| Problem to work on |
Though the entries hold pictures, only their text should be duplicated, exactly and in full.

| Task inputs |

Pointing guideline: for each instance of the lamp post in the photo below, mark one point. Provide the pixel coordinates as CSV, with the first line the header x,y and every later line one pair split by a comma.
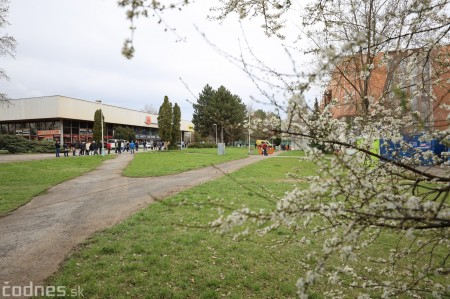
x,y
249,148
101,122
216,131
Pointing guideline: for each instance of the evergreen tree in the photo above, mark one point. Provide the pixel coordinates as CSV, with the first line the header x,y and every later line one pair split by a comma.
x,y
165,121
97,130
222,109
176,126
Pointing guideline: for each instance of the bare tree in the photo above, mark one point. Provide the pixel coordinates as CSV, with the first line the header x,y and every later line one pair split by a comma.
x,y
7,45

| Response |
Pointing guideline: for each instance of the lamp post in the photo below, mark one point. Provide the pixel coordinates as CSV, with the first line the header x,y and every later line one pair split by a comma.
x,y
249,148
101,122
216,131
Pointing guideline: for each instance of the evergreen tree in the photo above, mark one point. Provide the pixel coordinates as CSV, with the first line the header x,y and every later line one pair split by a comma.
x,y
165,121
97,130
222,109
176,126
Pointing guideline: for each instance of the bare tree in the photo above, mark one point. Provide the pixel coordinates as CSV, with the first line the header x,y and every later line one pair split by a comma.
x,y
7,45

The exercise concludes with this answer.